━━━━━ DATA FOR THE TASK

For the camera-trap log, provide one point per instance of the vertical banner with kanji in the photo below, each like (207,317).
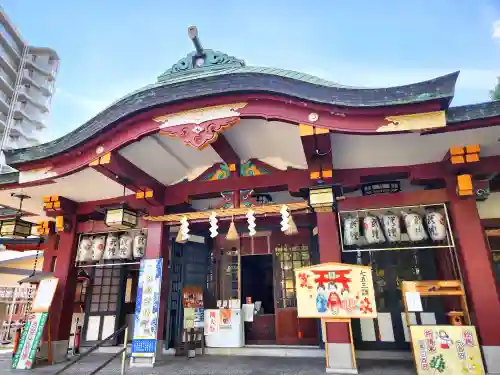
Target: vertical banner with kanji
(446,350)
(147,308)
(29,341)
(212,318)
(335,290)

━━━━━━━━━━
━━━━━ DATA FOR THE TASK

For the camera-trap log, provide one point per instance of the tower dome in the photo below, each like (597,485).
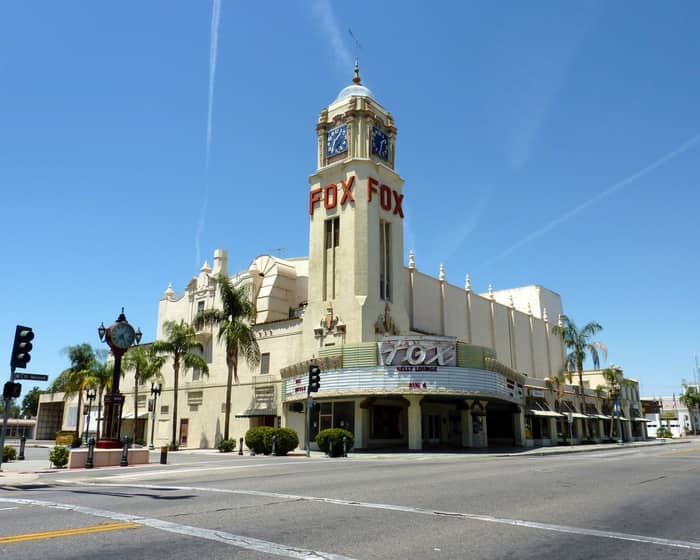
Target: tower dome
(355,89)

━━━━━━━━━━
━━━━━ DATA FOR THE TASK

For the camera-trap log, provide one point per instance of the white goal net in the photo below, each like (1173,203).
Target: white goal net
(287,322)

━━━━━━━━━━

WHAT THE TASK ASKS: Pull out every line in the items above that contains the string "goal". Treat uppercase and lowercase as different.

WRITTEN ANSWER:
For the camera-trap log, provide one point per instance of the white goal net in the photo below, each like (1173,203).
Target: white goal net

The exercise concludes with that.